-- Information shown follows --

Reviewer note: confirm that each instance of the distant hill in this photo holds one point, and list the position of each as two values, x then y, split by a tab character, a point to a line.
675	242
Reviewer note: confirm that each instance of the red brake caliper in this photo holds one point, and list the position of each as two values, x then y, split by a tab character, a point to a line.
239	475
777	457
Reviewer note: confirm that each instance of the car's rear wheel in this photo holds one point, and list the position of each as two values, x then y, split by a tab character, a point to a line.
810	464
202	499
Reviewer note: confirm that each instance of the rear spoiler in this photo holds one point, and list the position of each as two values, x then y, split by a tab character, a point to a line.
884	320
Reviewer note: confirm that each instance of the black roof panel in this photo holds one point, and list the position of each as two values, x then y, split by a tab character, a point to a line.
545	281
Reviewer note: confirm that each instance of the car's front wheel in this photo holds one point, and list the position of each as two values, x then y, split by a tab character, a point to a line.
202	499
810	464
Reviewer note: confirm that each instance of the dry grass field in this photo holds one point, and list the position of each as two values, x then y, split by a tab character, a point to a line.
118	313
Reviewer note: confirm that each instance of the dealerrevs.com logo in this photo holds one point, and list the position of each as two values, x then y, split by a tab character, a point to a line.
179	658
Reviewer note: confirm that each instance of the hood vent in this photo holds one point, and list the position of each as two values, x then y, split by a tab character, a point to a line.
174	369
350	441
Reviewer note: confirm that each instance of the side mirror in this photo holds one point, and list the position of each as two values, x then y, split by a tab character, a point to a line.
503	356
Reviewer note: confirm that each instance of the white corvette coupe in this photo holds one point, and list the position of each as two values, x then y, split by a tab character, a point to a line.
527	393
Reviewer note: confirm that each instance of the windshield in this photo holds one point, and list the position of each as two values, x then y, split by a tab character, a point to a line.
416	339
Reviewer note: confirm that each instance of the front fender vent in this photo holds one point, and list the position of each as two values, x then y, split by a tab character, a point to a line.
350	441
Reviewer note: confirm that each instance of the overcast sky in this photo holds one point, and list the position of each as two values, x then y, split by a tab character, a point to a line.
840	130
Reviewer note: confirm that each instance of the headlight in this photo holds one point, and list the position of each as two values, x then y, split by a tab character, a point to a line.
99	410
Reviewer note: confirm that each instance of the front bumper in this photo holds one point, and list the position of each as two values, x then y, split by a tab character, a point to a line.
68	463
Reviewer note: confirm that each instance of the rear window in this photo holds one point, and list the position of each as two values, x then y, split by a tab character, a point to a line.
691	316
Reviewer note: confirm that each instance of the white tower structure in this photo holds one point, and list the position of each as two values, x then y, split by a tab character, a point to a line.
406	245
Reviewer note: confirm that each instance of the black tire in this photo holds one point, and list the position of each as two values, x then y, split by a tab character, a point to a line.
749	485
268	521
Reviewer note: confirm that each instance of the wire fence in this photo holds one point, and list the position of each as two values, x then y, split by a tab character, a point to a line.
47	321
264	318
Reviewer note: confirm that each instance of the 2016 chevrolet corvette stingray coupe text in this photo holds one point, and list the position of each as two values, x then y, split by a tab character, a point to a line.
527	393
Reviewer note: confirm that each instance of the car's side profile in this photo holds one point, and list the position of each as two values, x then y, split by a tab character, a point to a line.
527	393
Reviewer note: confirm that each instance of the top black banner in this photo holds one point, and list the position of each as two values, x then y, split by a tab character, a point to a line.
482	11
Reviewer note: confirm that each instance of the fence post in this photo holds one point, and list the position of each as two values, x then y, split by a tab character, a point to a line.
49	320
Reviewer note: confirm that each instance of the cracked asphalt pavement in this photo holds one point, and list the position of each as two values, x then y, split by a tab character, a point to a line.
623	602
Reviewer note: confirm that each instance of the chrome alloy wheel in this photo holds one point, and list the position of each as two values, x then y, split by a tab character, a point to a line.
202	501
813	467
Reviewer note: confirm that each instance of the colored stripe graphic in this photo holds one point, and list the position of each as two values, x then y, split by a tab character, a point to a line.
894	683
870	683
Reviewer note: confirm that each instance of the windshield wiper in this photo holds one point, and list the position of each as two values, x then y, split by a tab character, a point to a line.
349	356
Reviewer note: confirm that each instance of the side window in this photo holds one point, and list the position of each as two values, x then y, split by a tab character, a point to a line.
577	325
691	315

-- Information shown concluded --

* _Task details_: Retype each entry exactly, missing none.

* _Answer box_:
Reviewer note: confirm that each instance of the distant hill in this photo holds one point, and list the position of each as two values, x then y, split by a tab character, a point to a line.
675	242
Reviewer note: confirm that each instance of the red brake caliper in this photo holds one point, and list the position of each as two values, x then y, split by a tab character, a point to a line.
239	475
777	457
Reviewer note: confirm that each instance of the car's rear wheel in this photo holds one point, and list the position of each as two values, x then y, split by a tab character, a point to a line.
810	464
202	499
Reviewer note: confirm that each instance of the rear spoiler in this photo holds one point, and list the position of each as two values, x then y, split by a tab character, a point to a line.
884	320
Reviewer note: confirm that each instance of the black roof panel in this photo holds one point, and list the position of each as two values, x then y, split by a tab character, a point to a line.
545	281
Reviewer note: confirm that each instance of the car's front wheel in this photo holds one point, and list the position of each as two values, x then y, split by a tab character, a point to a line.
202	499
810	464
Reviewer note: confirm that each instance of the dry grass field in this photo holds one point, and list the position of each as two values, x then y, split by a tab character, a point to a line.
118	313
Reviewer note: confirm that each instance of the dealerrevs.com logo in this photo holds one point, and list the position of each as two values, x then y, split by a tab character, a point to a line.
179	658
Reviewer note: confirm that each instance of the hood vent in this photo holds one point, and list the position of each as two values, x then y, split by a tab character, a point to a line.
174	369
350	441
Reviewer note: confirm that each instance of the side mirror in this photo holds one point, and list the position of each as two values, x then y, split by a tab character, a point to a line.
503	356
Reviewer note: confirm that each instance of the white corvette coupe in this photo holds one point, and list the position of each as two values, x then y, split by a tab character, a point to a line.
527	393
Reviewer note: confirm that each instance of the windshield in this photo holds one point, and list the position of each as two values, x then y, split by a tab character, a point to a line.
416	339
Reviewer note: confirm that each instance of the front fender vent in this photo holds one point, and list the position of each as two values, x then y, split by a tab character, a point to a line.
350	441
Reviewer note: confirm that each instance of the overcast sky in this photo holds one point, and list the position of each as two values, x then y, split by a tab character, a point to a line.
840	130
Reviewer note: confirm that each instance of the headlight in this photo holds one point, and list the position of each as two values, x then y, split by a tab character, a point to a line.
99	410
Reviewer note: confirm that each instance of the front bumper in this photo holds one point, and list the position of each as two values, x then y, split by a tab character, a point to a line.
68	463
Reviewer note: confirm that each instance of the rear window in this photo holds one point, and list the position of each as two values, x then y, split by a tab character, a point to a line.
691	316
Reviewer note: confirm that each instance of the white tower structure in this photo holds one point, and list the position of each as two values, x then y, split by a tab character, a point to a line.
406	245
Reviewer note: confirm that each instance of the black tire in this photo holds one point, and list the position of each as two values, x then y, split by a tab character, a point to a line.
749	485
268	521
Reviewer note: confirm that each instance of the wire fence in this photo holds one point, and list the position of each as two values, x then y, split by a tab character, a point to a line.
47	321
264	318
Reviewer note: confirm that each instance of the 2016 chevrolet corvette stingray coupe text in this photo holds one point, and list the position of each as two values, x then y, split by a tab character, a point to a line.
527	393
Reviewer note: confirm that each instance of the car's side profile in this photo holds one point, and list the position of each as two values, x then y, split by a tab character, a point to a line.
527	393
Reviewer note: confirm that each instance of the top black banner in this photo holds one point, and list the position of each as two values, x then y, split by a tab character, a point to a line.
482	11
Reviewer note: confirm that each instance of the fence post in this photo holds one point, and list the position of each as two values, x then y, split by a tab character, a point to a line.
49	320
Reviewer note: confirm that each instance of the cracked asphalt pavement in this photo holds one point, and list the position of each as two values, x then y, split by a tab character, a point to a line.
623	602
Reviewer note: confirm that each instance of the chrome alloy wheel in this photo holds one point, and list the position of each as two values, x then y, split by a tab character, a point to a line.
202	501
813	467
Reviewer note: confirm that each instance of the colored stripe graphic in this photo holds one point, and list the position of each as two values, x then y, split by a tab character, a point to a line.
894	683
870	683
Reviewer note: confirm that each instance of the windshield wiper in this photo holds one point, and list the position of each as two values, x then y, split by a tab character, a point to a line.
349	356
Reviewer note: confirm that each instance of the side window in this photo holds one point, and list the position of each as two values, x then y, split by a tab character, a point to a line.
577	325
691	315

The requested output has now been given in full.